Page:
[Start]
# Is this a crack in my 555?



## rollinrob (Dec 8, 2002)

I was cleaning my bike when I noticed what looks like a small crack in the top tube where the lugs join together. Is it just paint cracking or worse... Thanks for any input..


----------



## jeff262 (Dec 19, 2005)

I can't tell from the photos if it extends down past the white painted area. I'm no expert, but recently had the top tube of my 585 crack after crashing. If it extends down into the non painted area I would say it is almost surely a crack. If it doesn't extend I would say it is probably just the paint. 

In any case I would await better informed opinions than mine before making a decision.

Its a bumer to find this kind of stuff. Mine was made easier to take because I was just glad to have survived the crash.


----------



## hairscrambled (Nov 18, 2004)

It appears to be a finish crack not the carbon. Is that where the lug ends?


----------



## chas (Aug 10, 2006)

Hi Rollinrob,

That looks to me like it's just a paint crack. The location of the crack is right where the top tube meets the headlug, and because the two pieces tend to flex differently sometimes small cracks like that will develop. For some reason it seems to only happen on those white and grey 555's. 

Look frames carry a one year paint and finish warranty so I'd recommend taking it to your local Look dealer and have them give us a call. If you do not have a dealer nearby, it's no problem to give us a call directly.
[End]
Written instruction 1: Gather each line from the entries below that contains the string "wall", and write those lines out one per line.

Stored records
[Start]
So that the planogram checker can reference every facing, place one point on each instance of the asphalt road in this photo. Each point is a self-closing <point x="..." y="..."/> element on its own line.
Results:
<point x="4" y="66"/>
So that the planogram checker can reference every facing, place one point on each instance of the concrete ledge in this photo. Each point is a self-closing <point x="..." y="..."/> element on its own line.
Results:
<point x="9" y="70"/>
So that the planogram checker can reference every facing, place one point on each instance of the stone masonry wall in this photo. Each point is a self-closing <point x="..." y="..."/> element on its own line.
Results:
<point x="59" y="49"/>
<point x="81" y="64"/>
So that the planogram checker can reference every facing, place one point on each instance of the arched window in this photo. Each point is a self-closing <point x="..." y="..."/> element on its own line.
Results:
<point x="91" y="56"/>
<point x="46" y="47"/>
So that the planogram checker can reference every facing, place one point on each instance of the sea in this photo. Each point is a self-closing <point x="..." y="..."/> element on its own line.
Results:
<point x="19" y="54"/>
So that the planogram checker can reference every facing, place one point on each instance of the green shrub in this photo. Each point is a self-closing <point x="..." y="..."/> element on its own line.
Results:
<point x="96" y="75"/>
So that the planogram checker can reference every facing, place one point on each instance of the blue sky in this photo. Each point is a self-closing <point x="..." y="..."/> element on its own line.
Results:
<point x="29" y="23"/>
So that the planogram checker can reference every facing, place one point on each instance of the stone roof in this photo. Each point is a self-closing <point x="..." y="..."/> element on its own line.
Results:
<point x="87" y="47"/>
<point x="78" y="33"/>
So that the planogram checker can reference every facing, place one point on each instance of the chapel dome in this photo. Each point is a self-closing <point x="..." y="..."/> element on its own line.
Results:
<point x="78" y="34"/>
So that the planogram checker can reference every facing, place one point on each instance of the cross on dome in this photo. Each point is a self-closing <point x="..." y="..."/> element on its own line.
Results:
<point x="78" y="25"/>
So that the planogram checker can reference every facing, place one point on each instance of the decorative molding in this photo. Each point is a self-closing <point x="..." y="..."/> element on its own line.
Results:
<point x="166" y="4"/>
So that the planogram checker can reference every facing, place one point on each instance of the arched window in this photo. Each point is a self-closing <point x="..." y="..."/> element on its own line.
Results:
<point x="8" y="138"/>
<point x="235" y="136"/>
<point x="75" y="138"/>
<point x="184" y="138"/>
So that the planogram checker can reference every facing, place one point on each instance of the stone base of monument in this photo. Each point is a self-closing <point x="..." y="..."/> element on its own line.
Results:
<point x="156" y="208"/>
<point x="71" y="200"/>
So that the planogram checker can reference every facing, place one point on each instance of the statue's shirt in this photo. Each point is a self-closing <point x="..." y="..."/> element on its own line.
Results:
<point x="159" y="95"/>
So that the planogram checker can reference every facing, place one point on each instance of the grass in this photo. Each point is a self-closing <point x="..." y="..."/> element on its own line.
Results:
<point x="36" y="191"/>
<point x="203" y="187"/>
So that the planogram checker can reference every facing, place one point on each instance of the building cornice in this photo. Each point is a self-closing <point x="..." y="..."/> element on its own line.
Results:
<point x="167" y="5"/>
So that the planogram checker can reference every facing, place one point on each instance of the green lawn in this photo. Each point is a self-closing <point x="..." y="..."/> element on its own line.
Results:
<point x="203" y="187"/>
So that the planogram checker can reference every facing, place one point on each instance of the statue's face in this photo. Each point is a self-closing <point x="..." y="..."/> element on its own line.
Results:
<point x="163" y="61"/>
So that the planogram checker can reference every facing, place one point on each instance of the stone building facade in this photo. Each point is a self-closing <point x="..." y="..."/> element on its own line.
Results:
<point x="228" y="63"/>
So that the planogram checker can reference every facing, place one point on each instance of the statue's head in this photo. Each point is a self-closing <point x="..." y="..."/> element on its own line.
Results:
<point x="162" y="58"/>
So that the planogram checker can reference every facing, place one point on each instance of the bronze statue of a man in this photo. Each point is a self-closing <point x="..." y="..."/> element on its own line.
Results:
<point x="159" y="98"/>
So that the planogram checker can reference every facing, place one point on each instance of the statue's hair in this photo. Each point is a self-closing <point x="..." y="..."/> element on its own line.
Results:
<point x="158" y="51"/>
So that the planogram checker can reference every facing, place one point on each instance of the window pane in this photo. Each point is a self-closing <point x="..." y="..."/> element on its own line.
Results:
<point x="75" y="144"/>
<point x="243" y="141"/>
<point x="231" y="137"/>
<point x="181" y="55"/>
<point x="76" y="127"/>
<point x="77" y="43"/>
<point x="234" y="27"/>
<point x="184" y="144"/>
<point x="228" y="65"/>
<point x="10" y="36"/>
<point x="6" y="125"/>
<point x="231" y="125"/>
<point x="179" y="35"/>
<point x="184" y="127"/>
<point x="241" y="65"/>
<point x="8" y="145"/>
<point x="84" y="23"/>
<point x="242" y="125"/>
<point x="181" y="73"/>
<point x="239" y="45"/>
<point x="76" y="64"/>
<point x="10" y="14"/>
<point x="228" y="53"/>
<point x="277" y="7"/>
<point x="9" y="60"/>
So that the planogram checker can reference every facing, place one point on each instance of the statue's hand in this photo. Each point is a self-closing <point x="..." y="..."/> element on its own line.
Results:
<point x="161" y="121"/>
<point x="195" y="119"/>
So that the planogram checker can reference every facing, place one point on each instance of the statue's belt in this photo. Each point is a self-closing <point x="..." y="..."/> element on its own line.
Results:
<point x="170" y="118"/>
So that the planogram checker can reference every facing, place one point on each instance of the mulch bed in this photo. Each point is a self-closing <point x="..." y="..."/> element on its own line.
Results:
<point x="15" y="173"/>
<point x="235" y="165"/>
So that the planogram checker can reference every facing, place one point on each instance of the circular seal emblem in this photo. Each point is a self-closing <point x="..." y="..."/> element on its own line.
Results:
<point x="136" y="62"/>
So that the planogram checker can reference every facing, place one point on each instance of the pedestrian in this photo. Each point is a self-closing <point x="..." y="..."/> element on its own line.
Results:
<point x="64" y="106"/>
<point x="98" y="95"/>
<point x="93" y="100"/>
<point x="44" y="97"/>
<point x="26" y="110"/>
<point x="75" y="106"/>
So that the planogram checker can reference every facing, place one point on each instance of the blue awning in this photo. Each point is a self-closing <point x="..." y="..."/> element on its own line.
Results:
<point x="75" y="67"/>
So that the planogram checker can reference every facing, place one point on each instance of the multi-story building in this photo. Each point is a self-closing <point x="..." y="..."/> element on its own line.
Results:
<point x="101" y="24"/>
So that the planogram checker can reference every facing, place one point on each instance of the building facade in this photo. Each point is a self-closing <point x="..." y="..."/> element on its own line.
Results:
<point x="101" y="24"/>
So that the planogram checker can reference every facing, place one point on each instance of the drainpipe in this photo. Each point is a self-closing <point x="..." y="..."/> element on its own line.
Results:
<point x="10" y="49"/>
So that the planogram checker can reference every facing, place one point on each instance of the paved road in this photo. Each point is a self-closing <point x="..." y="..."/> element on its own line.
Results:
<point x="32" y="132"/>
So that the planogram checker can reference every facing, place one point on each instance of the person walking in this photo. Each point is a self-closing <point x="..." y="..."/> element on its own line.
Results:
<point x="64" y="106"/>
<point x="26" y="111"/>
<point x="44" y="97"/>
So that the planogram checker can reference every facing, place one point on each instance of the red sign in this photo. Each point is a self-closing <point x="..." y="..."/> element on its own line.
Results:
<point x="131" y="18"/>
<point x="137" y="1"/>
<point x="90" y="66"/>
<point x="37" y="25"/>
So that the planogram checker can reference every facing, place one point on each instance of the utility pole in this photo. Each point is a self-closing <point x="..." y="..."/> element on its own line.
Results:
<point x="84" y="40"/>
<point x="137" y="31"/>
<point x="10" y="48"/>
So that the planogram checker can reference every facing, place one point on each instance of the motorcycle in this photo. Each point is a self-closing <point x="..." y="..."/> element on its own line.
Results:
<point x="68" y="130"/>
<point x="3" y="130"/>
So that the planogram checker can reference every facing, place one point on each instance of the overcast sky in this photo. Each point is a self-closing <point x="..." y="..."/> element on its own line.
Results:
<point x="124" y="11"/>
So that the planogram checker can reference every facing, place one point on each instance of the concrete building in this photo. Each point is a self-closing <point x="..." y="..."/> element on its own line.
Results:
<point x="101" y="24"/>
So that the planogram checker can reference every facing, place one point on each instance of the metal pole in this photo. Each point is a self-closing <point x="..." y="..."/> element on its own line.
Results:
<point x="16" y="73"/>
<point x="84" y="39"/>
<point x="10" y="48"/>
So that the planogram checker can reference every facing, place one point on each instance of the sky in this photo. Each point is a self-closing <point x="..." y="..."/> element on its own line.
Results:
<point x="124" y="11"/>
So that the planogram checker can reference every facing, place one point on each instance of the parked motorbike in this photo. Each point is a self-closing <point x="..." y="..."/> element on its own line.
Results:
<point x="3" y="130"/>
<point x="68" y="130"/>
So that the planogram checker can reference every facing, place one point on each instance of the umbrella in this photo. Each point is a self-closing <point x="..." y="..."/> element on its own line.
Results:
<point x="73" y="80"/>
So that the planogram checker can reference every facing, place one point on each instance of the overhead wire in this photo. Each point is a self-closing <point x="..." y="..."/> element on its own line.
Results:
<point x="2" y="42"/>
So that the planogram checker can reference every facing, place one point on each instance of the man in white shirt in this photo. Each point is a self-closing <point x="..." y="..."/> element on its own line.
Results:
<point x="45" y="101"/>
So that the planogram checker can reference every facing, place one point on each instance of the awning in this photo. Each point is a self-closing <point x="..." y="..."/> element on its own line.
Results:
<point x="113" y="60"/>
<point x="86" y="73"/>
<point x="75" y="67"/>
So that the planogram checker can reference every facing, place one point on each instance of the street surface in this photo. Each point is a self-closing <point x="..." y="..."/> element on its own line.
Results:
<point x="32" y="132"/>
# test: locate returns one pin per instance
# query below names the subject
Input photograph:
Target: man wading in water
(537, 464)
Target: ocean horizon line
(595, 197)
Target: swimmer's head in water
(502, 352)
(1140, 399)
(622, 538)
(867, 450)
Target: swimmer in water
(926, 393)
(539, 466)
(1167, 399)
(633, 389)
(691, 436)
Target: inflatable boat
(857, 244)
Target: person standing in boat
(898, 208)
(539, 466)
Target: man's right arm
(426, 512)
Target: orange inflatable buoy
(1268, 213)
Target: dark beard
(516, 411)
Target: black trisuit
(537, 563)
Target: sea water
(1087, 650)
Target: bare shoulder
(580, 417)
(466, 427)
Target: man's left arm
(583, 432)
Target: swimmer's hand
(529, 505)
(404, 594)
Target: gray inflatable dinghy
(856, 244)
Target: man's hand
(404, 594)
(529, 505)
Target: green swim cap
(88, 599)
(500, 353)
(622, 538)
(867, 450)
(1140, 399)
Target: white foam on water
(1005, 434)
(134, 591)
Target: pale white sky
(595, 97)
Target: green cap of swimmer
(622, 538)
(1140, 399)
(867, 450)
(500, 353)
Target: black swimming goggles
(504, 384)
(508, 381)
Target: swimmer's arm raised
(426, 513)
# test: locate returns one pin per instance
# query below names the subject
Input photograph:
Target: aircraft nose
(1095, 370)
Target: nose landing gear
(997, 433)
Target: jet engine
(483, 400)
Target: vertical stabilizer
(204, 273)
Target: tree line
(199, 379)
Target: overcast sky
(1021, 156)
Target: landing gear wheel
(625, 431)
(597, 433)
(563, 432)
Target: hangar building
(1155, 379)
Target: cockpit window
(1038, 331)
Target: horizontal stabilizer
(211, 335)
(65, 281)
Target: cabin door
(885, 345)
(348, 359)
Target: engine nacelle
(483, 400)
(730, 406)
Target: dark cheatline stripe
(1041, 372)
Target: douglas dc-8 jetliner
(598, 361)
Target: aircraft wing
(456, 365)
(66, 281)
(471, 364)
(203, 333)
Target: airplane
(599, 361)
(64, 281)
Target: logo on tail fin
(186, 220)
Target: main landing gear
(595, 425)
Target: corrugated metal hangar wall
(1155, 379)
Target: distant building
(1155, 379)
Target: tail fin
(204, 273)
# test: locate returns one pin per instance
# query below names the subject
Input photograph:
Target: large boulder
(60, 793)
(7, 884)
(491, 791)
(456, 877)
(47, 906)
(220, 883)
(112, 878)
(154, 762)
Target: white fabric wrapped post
[End]
Written instruction 2: Answer yes or no to whether each statement agrees with the thread above, quoting the words that decide it: (a) rollinrob spotted the possible crack while cleaning the bike; (b) chas says Look frames carry a two-year paint and finish warranty; (c) jeff262's 585 had its top tube crack after a crash.

Exercise answer 1:
So that the planogram checker can reference every facing, place one point on each instance of the stone masonry wall in this photo. Each point is a self-closing <point x="..." y="..."/> element on its own line.
Target: corrugated metal hangar wall

Exercise answer 2:
(a) Yes: "I was cleaning my bike when I noticed what looks like a small crack in the top tube"
(b) No: "Look frames carry a one year paint and finish warranty"
(c) Yes: "recently had the top tube of my 585 crack after crashing"